● **Exercise goal**
Lines from the entries below that hold "hedge" form the answer; copy all of them.
[[ Record set open ]]
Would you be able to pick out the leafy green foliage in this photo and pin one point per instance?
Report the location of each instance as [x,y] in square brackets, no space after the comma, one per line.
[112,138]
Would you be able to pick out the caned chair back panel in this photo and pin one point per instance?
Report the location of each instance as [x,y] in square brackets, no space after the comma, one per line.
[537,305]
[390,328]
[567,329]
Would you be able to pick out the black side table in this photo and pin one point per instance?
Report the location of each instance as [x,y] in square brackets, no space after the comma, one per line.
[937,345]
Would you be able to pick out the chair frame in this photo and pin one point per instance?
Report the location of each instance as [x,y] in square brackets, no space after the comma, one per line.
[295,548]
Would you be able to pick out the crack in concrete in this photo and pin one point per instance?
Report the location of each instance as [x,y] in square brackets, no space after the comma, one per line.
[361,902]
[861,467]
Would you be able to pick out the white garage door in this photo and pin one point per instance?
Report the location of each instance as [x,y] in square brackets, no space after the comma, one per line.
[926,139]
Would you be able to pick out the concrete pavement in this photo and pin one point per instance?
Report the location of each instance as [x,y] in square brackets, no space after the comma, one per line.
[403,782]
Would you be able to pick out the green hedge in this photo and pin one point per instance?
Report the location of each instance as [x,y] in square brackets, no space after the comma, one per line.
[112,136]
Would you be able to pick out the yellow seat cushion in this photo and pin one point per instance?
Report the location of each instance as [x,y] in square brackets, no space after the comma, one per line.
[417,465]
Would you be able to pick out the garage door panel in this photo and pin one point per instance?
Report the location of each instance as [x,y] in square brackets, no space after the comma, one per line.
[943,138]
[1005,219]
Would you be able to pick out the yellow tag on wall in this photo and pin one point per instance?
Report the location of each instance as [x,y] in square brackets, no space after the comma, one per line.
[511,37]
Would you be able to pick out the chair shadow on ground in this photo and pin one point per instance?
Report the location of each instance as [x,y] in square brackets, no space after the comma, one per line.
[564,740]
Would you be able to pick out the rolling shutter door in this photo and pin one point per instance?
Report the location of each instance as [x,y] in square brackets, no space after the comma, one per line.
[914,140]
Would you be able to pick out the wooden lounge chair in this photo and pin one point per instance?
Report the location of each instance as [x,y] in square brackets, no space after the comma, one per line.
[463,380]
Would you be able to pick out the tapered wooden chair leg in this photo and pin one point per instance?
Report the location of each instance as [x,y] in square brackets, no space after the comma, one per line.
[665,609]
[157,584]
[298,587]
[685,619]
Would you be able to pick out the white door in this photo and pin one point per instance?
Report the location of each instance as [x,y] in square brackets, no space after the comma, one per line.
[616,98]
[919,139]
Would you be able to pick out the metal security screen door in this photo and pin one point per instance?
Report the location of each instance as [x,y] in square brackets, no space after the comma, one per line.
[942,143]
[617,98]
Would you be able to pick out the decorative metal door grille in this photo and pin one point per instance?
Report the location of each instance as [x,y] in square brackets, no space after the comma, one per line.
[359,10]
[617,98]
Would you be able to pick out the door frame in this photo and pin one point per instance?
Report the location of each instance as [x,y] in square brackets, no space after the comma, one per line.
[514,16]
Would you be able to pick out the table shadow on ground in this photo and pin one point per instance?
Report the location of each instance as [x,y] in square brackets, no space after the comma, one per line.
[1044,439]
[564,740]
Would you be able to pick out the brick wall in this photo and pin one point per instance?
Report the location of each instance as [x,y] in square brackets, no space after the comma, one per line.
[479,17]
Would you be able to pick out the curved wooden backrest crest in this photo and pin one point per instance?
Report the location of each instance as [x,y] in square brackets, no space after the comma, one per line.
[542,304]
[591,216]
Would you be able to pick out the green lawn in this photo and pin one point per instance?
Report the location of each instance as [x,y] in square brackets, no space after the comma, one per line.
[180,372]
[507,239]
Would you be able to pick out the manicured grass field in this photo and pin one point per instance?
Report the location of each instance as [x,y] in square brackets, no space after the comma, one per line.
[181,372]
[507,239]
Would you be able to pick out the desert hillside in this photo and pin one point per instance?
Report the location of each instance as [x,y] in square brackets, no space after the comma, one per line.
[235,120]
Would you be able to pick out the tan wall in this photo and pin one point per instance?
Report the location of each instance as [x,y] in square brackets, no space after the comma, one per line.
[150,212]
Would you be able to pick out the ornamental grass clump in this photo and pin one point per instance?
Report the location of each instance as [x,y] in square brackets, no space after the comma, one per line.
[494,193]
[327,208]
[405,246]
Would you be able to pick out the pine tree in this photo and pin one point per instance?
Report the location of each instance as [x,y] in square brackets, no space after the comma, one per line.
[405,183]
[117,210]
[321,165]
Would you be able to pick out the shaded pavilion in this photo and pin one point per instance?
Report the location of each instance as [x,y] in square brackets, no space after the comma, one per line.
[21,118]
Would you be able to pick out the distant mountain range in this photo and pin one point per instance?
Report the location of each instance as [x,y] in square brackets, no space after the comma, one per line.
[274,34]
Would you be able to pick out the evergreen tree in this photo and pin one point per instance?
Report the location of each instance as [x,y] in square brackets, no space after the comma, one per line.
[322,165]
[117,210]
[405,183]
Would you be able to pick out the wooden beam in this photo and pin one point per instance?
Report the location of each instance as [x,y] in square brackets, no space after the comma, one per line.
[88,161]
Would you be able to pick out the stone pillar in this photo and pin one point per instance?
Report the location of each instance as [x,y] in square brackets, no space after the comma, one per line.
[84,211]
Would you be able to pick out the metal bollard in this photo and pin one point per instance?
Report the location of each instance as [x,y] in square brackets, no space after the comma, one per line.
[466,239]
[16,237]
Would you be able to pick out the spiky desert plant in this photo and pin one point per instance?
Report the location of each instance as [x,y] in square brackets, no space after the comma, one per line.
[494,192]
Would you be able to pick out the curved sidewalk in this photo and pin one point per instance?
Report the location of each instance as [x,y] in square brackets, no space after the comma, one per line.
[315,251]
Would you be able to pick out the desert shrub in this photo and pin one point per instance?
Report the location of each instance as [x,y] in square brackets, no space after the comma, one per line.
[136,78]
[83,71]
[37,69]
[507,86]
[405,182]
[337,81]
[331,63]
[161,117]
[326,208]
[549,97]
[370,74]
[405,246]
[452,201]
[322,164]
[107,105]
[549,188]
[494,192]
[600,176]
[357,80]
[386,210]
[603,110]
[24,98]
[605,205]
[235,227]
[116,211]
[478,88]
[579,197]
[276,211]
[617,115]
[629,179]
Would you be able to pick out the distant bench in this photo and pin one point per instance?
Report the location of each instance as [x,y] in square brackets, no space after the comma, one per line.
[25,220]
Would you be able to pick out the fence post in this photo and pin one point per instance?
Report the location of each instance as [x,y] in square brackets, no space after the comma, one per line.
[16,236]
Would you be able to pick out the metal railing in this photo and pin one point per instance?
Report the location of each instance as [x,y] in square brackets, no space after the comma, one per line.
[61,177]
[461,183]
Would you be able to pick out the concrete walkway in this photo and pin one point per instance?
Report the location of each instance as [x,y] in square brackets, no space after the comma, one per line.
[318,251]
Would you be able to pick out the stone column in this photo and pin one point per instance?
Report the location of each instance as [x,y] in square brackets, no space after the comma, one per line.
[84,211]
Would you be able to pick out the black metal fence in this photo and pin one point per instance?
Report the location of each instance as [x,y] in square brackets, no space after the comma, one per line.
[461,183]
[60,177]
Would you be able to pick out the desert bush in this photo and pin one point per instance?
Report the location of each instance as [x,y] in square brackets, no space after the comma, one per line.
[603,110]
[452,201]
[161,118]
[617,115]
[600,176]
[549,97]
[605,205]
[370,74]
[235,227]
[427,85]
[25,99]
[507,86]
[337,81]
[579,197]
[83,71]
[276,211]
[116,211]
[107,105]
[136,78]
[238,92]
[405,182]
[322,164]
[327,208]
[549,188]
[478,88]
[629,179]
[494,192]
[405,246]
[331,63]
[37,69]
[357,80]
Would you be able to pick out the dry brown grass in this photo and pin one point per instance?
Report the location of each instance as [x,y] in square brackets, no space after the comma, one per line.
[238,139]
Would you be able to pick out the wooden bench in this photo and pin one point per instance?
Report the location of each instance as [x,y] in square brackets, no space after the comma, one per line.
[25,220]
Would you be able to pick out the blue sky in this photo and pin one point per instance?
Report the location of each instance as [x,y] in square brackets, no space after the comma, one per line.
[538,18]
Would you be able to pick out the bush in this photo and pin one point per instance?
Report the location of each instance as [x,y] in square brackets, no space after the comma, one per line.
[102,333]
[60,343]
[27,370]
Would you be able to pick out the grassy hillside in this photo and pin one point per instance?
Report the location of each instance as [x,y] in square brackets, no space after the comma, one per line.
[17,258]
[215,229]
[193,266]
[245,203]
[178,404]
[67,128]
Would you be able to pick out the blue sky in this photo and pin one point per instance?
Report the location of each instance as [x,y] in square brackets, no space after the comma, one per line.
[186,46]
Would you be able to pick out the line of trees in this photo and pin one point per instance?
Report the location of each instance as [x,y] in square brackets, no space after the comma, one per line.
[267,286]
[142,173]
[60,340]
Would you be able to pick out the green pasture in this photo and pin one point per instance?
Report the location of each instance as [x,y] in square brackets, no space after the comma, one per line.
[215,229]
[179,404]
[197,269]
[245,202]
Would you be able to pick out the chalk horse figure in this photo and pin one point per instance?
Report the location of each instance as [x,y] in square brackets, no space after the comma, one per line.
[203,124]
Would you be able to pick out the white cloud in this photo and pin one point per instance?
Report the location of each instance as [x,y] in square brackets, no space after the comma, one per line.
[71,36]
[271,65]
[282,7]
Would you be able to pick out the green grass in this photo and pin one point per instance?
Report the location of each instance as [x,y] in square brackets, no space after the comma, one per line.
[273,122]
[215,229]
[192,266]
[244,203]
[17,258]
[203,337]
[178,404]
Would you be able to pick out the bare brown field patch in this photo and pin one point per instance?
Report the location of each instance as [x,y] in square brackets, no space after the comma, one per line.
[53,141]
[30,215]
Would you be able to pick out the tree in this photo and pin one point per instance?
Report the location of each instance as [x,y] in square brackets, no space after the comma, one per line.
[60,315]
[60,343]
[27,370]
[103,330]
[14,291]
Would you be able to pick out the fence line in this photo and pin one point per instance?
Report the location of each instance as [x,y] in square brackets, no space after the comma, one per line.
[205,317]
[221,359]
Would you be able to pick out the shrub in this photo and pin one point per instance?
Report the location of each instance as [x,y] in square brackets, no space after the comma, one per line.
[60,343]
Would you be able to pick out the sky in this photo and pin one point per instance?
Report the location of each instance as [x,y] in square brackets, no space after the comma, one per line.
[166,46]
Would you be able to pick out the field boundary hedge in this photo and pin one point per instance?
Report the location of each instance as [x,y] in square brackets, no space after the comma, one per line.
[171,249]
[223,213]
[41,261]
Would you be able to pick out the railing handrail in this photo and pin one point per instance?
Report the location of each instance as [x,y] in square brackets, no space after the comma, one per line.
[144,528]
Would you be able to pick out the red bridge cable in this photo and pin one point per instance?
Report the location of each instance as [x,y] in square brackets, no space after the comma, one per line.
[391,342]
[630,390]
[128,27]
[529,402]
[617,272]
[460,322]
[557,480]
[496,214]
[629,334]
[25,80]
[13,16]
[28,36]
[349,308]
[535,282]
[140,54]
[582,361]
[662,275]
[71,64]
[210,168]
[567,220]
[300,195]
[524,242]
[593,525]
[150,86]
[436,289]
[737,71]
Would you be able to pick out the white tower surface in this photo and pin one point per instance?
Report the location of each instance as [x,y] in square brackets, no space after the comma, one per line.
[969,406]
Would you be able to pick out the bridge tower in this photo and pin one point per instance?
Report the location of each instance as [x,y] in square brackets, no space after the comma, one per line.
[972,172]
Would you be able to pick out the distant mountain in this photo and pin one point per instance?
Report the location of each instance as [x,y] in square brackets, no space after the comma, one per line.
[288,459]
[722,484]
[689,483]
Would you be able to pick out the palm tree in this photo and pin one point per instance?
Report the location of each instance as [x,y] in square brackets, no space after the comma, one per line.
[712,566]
[[ Record set closed ]]
● **Written solution**
Would you be able to pick out the green hedge in this photo and pin one point per instance?
Would you be able to pick out the field boundary hedge in this photo and pin one point per instance?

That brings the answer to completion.